### Document extract
** Start **

Ummm... We are talking about the HD Tivo. If Tivo fixed the speed problem 'years ago', there would not be a problem, now would there?  But instead of making it right (for the HD unit) to begin with they just used the same old slow SD code with some kludges to make it work with HD.


----------



## AbMagFab (Feb 5, 2001)

Mark Lopez said:


> Grrr.... I really hate when peaple use the 'Tivo doesn't build boxes' excuse. When a Ford car engine seizes, you blame Ford, not some company in China that actually built the engine.
> 
> Ummm... We are talking about the HD Tivo. If Tivo fixed the speed problem 'years ago', there would not be a problem, now would there?  But instead of making it right (for the HD unit) to begin with they just used the same old slow SD code with some kludges to make it work with HD.


You really don't get it. Yes, 6.2 has been available for about a year, and was testing with DirecTV for months. And no one said the HD speed issue was fixed years ago, just that Tivo has been around a lot longer than the DirecTivo, and that Tivo continues to make software improvements that DirecTV won't release.

DirecTV specs the boxes, Tivo just writes the software for them. DirecTV chose to use a weak processor for the HD Tivo (likely to cut costs), and it was a mistake - by DirecTV. DirecTV is also choosing not to release significant software speed enhancements long ago completed by Tivo - again DirecTV's fault.

DirecTV is entirely at fault here. Tivo continues to write great software. DirecTV continues to put customers second, in the hopes that their own non-Tivo DVR's will look better. Unfortunately (except apparently for you) that plan won't work.


----------



## Enigma869 (Jul 6, 2005)

TyroneShoes said:


> I don't think even you are as naive to think that a thread doesn't wander into areas not originally intended by the OP. Internet forums are a conversation. If the topic wanders, so be it. That's life.
> 
> Your post here states that it is not a bash, but if it looks like a duck, and walks like a duck... Bottom line, this one sure smells like a bash. But that's OK. You're entitled. Just don't try to pee on our leg and tell us it's only raining.
> 
> ...


First and foremost, you can save your Judge Judy book title quotes for someone else...I don't find her title quite as cute as you might! Now, onto business...If my comment came across as a bash, so be it! The machine is an embarassment to technology, period! Now, in terms of whose fault it is, I'm not sure it really matters. While I understand those who blame DirecTV, this product ultimately has TiVo's name on it! I happen to own a mortgage company, and banks screw deals up all the time...I can't then turn around and tell a client "Hey, it's not my fault...it's the bank's fault". Ultimately, I'm the guy on the hook, as the CEO of the company. If I had banks continuously making me look bad, I certainly wouldn't have a business relationship with them.

In terms of me being "clearly unhappy" with the "options" offered by TiVo, that really isn't a true statement. From what I can tell, a lot of people who post here haven't used many other systems. The only thing I have said is that the user interface on Replay TV is every bit as good as TiVo and that there are no technical issues with the three Replay TV units I have owned. I don't really have any issue with TiVo's user interface in terms of it being user friendly. The only issue I have has been clearly stated. I understand that TiVo has the only commercially available HD DVR. I guess I'm just one of these people who thinks when a company sells a product for $1,000, it shouldn't have such a ridiculous issue. It would seem to me that whether or not TiVo builds boxes, they would at least test a product with their name on it to ensure it works as it is supposed to! If they took the time to test this product, I am convinced that a 5 year old would have realized that this was a serious issue that should be remedied before it being released for purchase.

** End **

### Task instructions
A) Extract the passage of the HD TiVo forum thread that opens with the words containing "You really don't" and closes with "plan won't work.".
B) Write what comes next in the forum thread about the HD TiVo, picking up after its final sentence.
The data after this point has no role in the work here.

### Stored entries
** Start **

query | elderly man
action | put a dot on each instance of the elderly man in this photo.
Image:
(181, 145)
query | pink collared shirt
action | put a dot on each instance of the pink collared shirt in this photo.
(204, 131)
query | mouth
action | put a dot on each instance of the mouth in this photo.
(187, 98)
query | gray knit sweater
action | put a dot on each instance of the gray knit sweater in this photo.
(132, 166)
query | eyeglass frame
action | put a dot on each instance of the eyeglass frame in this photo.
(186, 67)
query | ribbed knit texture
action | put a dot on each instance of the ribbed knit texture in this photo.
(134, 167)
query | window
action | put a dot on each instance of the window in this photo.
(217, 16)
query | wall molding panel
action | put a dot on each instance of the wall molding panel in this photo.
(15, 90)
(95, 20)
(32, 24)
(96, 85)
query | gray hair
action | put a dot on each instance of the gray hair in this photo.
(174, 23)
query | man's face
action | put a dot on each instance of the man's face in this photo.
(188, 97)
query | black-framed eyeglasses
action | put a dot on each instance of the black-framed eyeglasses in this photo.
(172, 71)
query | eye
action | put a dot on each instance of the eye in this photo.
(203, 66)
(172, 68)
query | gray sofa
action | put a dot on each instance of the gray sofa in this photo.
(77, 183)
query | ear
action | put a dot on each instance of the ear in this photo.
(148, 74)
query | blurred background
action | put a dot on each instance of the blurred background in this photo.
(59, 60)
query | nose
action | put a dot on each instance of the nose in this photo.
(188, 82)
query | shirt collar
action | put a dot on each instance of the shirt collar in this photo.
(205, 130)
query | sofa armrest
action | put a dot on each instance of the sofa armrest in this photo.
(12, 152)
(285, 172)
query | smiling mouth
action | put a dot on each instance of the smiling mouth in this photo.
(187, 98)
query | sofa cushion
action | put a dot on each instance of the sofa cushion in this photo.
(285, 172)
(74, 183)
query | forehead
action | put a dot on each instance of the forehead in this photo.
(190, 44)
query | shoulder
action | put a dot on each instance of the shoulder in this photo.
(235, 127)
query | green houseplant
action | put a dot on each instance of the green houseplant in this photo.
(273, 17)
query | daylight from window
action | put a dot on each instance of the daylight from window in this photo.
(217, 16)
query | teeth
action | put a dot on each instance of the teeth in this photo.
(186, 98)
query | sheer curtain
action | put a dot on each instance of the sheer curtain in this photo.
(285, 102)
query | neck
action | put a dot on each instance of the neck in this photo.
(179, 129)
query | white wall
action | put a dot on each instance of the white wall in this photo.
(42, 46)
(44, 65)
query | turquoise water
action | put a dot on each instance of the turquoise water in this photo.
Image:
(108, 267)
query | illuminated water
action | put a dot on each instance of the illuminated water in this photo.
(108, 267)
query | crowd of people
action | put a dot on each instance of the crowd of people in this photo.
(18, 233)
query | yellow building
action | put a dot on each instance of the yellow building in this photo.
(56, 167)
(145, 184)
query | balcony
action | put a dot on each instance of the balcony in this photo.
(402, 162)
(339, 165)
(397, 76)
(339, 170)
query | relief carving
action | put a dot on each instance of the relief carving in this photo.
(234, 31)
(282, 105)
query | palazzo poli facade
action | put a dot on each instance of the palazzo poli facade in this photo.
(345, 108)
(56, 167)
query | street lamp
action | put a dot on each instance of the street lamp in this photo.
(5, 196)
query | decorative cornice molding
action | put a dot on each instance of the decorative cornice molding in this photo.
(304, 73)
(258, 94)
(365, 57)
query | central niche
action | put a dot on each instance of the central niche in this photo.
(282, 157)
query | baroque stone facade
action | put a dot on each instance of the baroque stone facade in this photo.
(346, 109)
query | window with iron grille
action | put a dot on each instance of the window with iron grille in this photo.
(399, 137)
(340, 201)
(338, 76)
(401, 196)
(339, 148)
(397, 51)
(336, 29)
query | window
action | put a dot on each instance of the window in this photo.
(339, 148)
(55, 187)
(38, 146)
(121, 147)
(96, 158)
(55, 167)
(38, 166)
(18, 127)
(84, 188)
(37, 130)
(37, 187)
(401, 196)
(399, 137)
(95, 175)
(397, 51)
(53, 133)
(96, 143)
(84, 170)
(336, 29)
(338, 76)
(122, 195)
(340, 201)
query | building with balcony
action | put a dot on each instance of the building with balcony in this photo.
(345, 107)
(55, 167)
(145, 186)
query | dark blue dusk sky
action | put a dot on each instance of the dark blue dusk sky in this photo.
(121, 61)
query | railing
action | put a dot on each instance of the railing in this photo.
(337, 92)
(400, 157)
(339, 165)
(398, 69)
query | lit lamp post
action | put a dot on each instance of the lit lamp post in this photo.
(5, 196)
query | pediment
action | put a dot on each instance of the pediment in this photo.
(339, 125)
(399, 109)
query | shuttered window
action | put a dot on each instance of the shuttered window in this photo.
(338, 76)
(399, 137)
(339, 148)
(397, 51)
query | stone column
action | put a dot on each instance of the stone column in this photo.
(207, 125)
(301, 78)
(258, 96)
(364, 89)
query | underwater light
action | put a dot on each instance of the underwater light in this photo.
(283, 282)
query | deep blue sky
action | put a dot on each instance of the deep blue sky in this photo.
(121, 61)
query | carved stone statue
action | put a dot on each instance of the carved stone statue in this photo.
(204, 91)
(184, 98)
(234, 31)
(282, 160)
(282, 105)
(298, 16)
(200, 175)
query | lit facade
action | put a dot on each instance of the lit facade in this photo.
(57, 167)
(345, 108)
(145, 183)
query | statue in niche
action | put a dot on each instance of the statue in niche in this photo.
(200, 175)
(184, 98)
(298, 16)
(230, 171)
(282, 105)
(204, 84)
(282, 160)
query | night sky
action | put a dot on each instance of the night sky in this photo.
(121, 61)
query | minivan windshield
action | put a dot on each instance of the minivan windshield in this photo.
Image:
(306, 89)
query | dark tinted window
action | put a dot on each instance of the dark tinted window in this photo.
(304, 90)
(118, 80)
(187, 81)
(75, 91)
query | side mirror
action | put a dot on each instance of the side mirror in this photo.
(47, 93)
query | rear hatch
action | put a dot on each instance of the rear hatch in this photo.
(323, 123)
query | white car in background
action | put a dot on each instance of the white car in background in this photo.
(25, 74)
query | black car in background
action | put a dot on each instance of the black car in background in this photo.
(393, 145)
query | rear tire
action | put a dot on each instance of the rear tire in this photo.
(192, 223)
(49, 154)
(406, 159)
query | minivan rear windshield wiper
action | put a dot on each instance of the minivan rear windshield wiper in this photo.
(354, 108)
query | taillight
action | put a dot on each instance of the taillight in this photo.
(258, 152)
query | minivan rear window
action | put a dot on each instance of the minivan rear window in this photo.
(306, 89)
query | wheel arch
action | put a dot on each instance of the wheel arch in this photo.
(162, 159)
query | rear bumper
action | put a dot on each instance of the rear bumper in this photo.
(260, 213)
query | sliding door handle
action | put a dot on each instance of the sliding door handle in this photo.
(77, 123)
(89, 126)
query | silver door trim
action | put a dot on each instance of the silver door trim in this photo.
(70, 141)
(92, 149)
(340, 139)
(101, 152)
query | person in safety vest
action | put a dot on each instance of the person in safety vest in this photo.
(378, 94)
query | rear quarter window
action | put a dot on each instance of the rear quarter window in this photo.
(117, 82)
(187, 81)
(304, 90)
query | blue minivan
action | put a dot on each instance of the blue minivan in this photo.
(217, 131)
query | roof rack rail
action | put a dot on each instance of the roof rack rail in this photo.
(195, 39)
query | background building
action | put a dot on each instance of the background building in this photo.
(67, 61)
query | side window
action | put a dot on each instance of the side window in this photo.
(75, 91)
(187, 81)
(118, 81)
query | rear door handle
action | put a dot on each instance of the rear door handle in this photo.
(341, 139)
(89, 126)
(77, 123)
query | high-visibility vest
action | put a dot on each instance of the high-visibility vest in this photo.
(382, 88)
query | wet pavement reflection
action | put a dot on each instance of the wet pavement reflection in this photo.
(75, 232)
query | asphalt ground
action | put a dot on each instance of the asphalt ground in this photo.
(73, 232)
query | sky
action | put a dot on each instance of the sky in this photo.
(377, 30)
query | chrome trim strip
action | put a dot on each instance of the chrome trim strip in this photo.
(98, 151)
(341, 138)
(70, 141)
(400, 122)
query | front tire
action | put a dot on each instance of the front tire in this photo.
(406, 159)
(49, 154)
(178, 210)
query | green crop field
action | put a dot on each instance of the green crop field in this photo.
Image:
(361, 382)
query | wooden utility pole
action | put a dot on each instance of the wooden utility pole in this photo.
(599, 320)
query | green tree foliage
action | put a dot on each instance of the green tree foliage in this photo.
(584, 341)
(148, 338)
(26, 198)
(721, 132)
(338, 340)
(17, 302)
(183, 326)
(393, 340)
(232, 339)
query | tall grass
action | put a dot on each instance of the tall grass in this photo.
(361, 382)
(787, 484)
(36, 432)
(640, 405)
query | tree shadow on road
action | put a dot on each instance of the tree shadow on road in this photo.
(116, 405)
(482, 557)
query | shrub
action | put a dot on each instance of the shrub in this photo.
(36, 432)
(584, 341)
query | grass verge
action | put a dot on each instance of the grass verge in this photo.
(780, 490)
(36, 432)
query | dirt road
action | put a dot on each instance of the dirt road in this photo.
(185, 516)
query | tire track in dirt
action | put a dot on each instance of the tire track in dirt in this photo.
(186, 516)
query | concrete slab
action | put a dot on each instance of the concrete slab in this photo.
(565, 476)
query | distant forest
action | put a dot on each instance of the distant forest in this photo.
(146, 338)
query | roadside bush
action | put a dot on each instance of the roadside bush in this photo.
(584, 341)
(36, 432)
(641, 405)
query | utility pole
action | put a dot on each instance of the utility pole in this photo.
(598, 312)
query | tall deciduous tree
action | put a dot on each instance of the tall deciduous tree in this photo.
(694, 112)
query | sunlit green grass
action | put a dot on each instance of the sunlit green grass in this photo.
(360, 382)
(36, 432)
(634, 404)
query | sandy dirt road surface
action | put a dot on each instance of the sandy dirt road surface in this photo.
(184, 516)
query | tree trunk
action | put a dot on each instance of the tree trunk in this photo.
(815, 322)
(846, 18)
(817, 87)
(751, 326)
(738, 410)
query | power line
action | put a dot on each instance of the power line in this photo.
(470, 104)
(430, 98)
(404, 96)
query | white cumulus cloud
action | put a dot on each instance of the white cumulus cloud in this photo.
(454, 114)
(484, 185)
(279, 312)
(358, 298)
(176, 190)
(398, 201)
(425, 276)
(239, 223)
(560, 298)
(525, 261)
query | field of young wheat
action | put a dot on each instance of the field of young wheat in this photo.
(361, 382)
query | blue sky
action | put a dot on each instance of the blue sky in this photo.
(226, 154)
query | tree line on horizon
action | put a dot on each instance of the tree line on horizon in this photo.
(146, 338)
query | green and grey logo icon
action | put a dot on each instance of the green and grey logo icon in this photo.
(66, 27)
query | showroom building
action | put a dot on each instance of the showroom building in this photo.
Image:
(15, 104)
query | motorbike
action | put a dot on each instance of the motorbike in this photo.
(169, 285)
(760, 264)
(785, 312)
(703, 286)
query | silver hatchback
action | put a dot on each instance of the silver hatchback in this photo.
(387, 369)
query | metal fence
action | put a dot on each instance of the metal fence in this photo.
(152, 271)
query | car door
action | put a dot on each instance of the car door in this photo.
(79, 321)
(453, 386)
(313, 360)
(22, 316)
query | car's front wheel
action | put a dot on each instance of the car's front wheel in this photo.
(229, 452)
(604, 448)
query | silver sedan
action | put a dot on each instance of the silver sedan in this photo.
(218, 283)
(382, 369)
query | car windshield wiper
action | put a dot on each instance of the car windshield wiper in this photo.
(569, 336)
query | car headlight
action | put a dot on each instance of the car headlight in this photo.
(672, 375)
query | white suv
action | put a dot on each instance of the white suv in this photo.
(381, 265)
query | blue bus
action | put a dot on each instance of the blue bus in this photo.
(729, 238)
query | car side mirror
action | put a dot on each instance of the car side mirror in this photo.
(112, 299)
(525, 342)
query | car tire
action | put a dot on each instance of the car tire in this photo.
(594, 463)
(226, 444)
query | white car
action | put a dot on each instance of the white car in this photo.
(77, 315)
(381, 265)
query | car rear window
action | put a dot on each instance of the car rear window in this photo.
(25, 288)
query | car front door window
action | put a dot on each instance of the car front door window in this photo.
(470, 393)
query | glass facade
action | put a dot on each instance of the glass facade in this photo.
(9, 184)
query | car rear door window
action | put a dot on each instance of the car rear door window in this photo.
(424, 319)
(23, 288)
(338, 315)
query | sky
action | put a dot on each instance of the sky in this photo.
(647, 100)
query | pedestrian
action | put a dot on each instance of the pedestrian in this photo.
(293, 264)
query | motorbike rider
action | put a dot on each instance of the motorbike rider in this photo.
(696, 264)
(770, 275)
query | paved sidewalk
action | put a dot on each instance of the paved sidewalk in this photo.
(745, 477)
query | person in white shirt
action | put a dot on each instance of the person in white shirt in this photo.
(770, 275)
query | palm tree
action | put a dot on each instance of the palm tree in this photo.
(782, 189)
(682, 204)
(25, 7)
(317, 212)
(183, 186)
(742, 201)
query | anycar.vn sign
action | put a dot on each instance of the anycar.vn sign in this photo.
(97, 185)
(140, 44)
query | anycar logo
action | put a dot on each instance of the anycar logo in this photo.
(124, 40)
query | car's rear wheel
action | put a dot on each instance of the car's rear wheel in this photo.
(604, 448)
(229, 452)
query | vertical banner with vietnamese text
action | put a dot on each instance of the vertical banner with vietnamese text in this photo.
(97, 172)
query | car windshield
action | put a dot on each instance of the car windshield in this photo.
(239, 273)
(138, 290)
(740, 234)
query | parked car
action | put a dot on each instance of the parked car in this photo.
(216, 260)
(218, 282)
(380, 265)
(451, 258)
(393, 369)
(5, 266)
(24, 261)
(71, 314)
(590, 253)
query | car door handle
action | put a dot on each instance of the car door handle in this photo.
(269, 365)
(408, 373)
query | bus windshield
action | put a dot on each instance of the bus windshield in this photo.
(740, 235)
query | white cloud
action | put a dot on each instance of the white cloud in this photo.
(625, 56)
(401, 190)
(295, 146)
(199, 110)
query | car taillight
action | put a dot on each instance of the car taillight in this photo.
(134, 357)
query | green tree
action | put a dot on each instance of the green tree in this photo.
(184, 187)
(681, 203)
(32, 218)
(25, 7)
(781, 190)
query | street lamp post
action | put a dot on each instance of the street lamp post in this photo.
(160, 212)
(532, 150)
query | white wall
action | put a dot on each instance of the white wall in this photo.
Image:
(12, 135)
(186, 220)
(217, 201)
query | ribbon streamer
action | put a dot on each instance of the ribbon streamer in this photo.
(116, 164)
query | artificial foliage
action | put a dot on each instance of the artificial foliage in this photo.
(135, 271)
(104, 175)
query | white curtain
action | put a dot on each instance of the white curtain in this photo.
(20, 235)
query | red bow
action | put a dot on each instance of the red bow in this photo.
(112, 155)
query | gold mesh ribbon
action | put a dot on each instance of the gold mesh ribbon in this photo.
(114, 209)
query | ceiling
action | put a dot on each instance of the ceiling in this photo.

** End **

### Outputs in order
A)
You really don't get it. Yes, 6.2 has been available for about a year, and was testing with DirecTV for months. And no one said the HD speed issue was fixed years ago, just that Tivo has been around a lot longer than the DirecTivo, and that Tivo continues to make software improvements that DirecTV won't release.

DirecTV specs the boxes, Tivo just writes the software for them. DirecTV chose to use a weak processor for the HD Tivo (likely to cut costs), and it was a mistake - by DirecTV. DirecTV is also choosing not to release significant software speed enhancements long ago completed by Tivo - again DirecTV's fault.

DirecTV is entirely at fault here. Tivo continues to write great software. DirecTV continues to put customers second, in the hopes that their own non-Tivo DVR's will look better. Unfortunately (except apparently for you) that plan won't work.

B)
John from Boston


----------



## Budget_HT (Jan 2, 2001)

The main labels on the front of both of my my HR10-250's say "DirecTV HD DVR." There is also a small TiVo logo, as well as a Dolby Digital 5.1 logo. These are valued features included with the DirecTV unit.

The user manual is titled, "DirecTV HD DVR User's Guide." The only mention of TiVo that I could find is a statement on page viii that says,


> As you use your DirecTV HD DVR, you'll see the TiVo logo in places like the Now Playing List and TiVo Suggestions. Your new HD DVR incorporates the latest high-definition DVR (Digital Video Recorder) technology from TiVo. This means you have access to exclusive TiVo features such as WishList{TM} searches, Season Pass{TM} recordings, Thumbs Up{TM} and Thumbs Down{TM}, TiVo Suggestions and TiVolution{TM} Magazine, all in one seamlessly integrated product that will change the way you watch television.


The service I subscribe to is called, "DirecTV DVR Service with TiVo." If I did not have a prepaid lifetime service subscription, I would be paying a monthly DVR service fee to DirecTV.

The warranty and all customer support is provided by DirecTV.

Clearly the product is a DirecTV product. They happen to license and incorporate software from TiVo, albeit an outdated version (DirecTV's choice), even though a more current version has been completed and was being tested.

So, say your PC was made and sold by HP, but includes an Intel processor ("Intel Inside" logo) and Microsoft XP Pro operating system, Microsoft Office and other application software, and so on. Is your PC a Microsoft product? Or an Intel product? Or an HP product incorporating features and components from other suppliers?

Even the newer, unreleased version of the TiVo software for the DirecTV HD DVR is not a speed demon. But based on my personal experience with the software upgrades to my series 2 DirecTV SD DVR, the performance of its user interface has clearly improved. If only DirecTV would release the comparable upgrade for their HD DVR, we would all be a bit happier.

There is no question in my mind that this is a DirecTV product with some DirecTV quality and performance issues that are clearly outside of the control and influence of TiVo. But even with those issues, the TiVo functionality incorporated in this DirecTV HD DVR is still the best available IMHO.


----------



## Mark Lopez (Jan 1, 2000)

AbMagFab said:


> You really don't get it.


No, you don't get it. Tivo has had years to fix the speed issue. It should have been fixed in the HD Tivo *BEFORE* it was released.



AbMagFab said:


> DirecTV is entirely at fault here.


And the Tivo 'army' marches on....



AbMagFab said:


> Tivo continues to write great software.


...and on.


----------



## phxbruzer (Mar 8, 2002)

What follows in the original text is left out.